### Available records
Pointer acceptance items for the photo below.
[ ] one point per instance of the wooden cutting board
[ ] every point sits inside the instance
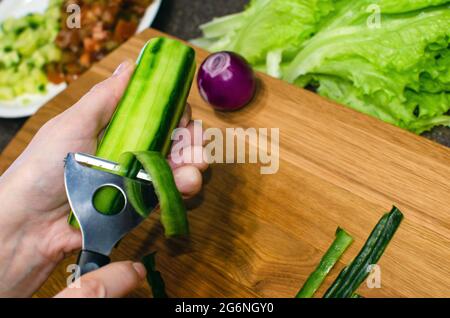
(262, 235)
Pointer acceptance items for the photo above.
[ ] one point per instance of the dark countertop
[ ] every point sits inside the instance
(181, 18)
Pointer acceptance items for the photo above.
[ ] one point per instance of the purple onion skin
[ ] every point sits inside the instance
(226, 81)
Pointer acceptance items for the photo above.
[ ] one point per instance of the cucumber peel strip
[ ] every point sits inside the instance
(154, 277)
(341, 243)
(354, 274)
(173, 211)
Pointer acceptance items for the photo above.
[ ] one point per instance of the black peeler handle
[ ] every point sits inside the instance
(90, 261)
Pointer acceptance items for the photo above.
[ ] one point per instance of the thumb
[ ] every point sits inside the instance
(112, 281)
(99, 104)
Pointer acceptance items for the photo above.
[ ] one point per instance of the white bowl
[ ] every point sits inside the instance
(27, 105)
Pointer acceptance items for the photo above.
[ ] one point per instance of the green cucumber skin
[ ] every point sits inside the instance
(354, 274)
(153, 103)
(150, 108)
(341, 243)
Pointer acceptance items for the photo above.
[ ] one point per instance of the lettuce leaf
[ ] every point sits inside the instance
(397, 72)
(385, 58)
(267, 28)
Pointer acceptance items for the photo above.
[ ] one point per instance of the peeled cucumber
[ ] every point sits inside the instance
(148, 112)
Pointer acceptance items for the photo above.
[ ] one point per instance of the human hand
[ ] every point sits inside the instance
(34, 233)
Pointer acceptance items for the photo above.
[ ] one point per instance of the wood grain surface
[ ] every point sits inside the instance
(262, 235)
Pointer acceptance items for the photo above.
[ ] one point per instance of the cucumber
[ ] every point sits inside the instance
(148, 112)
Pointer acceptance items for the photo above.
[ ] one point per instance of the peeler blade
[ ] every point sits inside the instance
(102, 232)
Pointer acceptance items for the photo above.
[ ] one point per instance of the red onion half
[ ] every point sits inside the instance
(226, 81)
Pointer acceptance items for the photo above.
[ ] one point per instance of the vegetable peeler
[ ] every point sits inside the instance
(84, 175)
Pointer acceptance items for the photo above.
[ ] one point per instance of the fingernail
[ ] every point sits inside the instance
(140, 269)
(122, 67)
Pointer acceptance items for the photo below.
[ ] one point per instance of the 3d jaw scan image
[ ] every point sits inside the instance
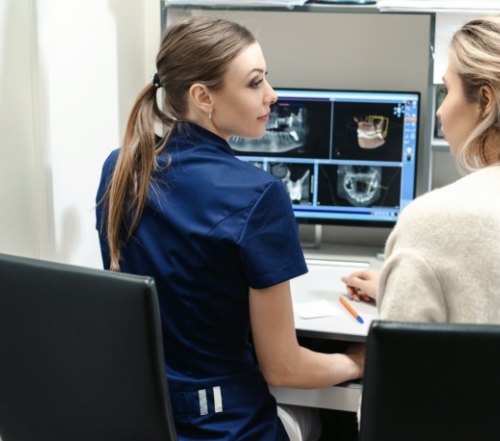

### Exercise brief
Show every line above that contains the string "cucumber". Case counts.

### Full response
[ ] one point per instance of the cucumber peel strip
[ ] one point per instance of the green cucumber skin
[ ] one point per instance of the peeled cucumber
[ ] one point per instance of the cucumber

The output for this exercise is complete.